» **WORK REQUIRED**
Could you give the data below again, exactly and completely?

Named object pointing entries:
- - - - - - -
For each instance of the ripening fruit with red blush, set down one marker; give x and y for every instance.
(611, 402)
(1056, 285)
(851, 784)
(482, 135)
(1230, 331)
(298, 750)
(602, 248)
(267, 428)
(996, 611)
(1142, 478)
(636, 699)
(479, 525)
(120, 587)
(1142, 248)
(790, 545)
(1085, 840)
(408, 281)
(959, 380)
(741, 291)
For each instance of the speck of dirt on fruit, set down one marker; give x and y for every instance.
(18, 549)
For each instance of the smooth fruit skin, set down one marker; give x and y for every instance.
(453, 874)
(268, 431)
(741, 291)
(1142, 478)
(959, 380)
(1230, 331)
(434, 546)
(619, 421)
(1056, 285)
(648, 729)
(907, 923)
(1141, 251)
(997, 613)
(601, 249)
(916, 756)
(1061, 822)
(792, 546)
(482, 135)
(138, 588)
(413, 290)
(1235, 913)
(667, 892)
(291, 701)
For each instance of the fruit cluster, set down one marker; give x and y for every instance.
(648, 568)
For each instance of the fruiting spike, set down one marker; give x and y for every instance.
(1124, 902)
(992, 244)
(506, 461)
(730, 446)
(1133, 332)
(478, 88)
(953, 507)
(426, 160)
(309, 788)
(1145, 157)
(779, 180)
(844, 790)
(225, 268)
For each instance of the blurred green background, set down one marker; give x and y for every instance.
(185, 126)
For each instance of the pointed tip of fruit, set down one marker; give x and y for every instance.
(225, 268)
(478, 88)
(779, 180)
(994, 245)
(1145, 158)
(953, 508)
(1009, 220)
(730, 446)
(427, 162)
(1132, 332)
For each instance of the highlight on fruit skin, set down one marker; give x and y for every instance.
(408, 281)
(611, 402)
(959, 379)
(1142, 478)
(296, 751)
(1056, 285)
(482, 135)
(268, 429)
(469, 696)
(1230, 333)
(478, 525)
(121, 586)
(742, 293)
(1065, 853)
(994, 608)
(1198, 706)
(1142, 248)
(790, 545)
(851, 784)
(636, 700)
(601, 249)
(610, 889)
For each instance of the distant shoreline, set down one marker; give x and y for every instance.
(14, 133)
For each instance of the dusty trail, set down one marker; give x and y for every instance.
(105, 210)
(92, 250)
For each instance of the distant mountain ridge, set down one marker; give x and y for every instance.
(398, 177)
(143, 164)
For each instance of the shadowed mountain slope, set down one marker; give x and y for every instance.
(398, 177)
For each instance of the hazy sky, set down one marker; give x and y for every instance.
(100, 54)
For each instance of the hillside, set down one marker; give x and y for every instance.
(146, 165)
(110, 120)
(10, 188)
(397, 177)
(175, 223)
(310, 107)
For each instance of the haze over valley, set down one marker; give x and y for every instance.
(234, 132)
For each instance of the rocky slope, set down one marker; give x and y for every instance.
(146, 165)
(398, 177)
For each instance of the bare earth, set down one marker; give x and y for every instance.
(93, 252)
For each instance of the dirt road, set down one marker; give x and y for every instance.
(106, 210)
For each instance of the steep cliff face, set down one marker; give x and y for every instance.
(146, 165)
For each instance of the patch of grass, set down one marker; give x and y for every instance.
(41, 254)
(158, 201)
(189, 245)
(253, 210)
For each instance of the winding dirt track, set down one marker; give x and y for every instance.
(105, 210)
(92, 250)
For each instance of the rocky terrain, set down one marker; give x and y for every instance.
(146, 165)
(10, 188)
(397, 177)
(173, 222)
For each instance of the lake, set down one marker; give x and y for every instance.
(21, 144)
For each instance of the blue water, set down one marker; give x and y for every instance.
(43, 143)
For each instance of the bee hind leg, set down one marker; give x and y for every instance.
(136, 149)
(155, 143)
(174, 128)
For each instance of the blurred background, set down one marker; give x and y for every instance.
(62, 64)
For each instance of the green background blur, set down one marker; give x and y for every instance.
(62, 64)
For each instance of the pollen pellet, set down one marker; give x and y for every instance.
- - - - - - -
» **EXERCISE ANSWER**
For each instance of the ripening fruit with red blush, set down one marker; give x and y for every instance.
(611, 402)
(1056, 285)
(851, 784)
(482, 135)
(1230, 331)
(298, 750)
(602, 248)
(267, 428)
(996, 611)
(1142, 478)
(636, 699)
(479, 525)
(120, 587)
(1142, 248)
(790, 545)
(1085, 840)
(408, 281)
(959, 380)
(741, 291)
For each instance of the speck of dirt on fruit, set down one marker; give x and y for every instance.
(18, 549)
For each instance of the smooth fruit skin, set down one marker; give x and y for every instance.
(453, 874)
(268, 431)
(741, 291)
(1142, 478)
(959, 380)
(1230, 331)
(434, 546)
(619, 421)
(1056, 285)
(648, 729)
(907, 923)
(1141, 251)
(997, 613)
(601, 249)
(916, 756)
(1061, 822)
(792, 546)
(482, 135)
(138, 588)
(413, 290)
(1235, 913)
(667, 892)
(291, 701)
For each instance of the fruit cluster, set down one marker; give x and y for every instance.
(648, 568)
For each instance of the fruiting spike, set down one marker; give x and y for every instance.
(1124, 902)
(992, 244)
(506, 461)
(730, 446)
(1133, 332)
(478, 88)
(953, 507)
(426, 160)
(309, 788)
(1145, 157)
(779, 180)
(844, 790)
(225, 268)
For each instance of the blurred green background, set down one marker; give x and y for every instance.
(185, 126)
For each instance of the pointed tip of fruit, set down one marker; give x and y for every instance.
(225, 268)
(478, 88)
(779, 180)
(994, 245)
(1145, 158)
(953, 508)
(1009, 220)
(730, 446)
(427, 162)
(1132, 332)
For each instance of the highlight on fruit skin, set down one marker; give x and y for every instance.
(408, 281)
(611, 402)
(959, 379)
(1142, 478)
(296, 751)
(1056, 285)
(482, 135)
(268, 429)
(469, 696)
(1230, 333)
(478, 525)
(121, 586)
(742, 293)
(1065, 853)
(994, 608)
(1198, 706)
(1142, 248)
(790, 545)
(851, 784)
(636, 700)
(601, 249)
(610, 889)
For each instance of the distant shoreline, set down one marker; give x and y for every instance.
(14, 133)
For each instance of the dusty trail, set down one marker; give x and y for every instance.
(105, 210)
(92, 250)
For each instance of the distant mountain ridge, set down one marker; give x and y for every instance.
(398, 177)
(143, 164)
For each instance of the shadowed mountain slope, set down one marker; give x and y for every instance.
(398, 177)
For each instance of the hazy sky, set down one marker; give x and y for every instance.
(100, 54)
For each instance of the hillside, set down one marker; give x and y for every instance.
(146, 165)
(110, 120)
(10, 188)
(397, 177)
(175, 223)
(310, 107)
For each instance of the haze over valley, set down one marker; give x and y for every instance.
(234, 132)
For each instance of the rocky slope, set down one marker; give x and y for every instance.
(146, 165)
(398, 177)
For each instance of the bare earth, set down one marker; give x and y for every instance.
(93, 252)
For each instance of the dirt road, set down one marker; give x and y for every instance.
(106, 210)
For each instance of the steep cliff face, set down one marker; give x and y for every instance.
(146, 165)
For each instance of the patch of grass, set down one marker; give x and y for every instance.
(41, 254)
(158, 201)
(189, 245)
(253, 210)
For each instance of the winding dirt track, set down one marker; give x and y for every instance.
(105, 210)
(92, 250)
For each instance of the rocky terrain, set down one marker; give x and y for every instance.
(146, 165)
(10, 188)
(397, 177)
(173, 222)
For each instance of the lake, set down one marker; give x and y for every instance.
(21, 144)
For each instance of the blue water, set down one marker; give x and y for every instance.
(43, 143)
For each instance of the bee hind leg, set down one marker; give x and y for every instance.
(136, 149)
(155, 143)
(174, 128)
For each instance of the blurred background, set down one marker; give x and y for every instance.
(62, 64)
For each instance of the green background blur, set down one marker; give x and y for every instance.
(62, 64)
For each instance of the pollen pellet, set down one marker; give x and y for every instance.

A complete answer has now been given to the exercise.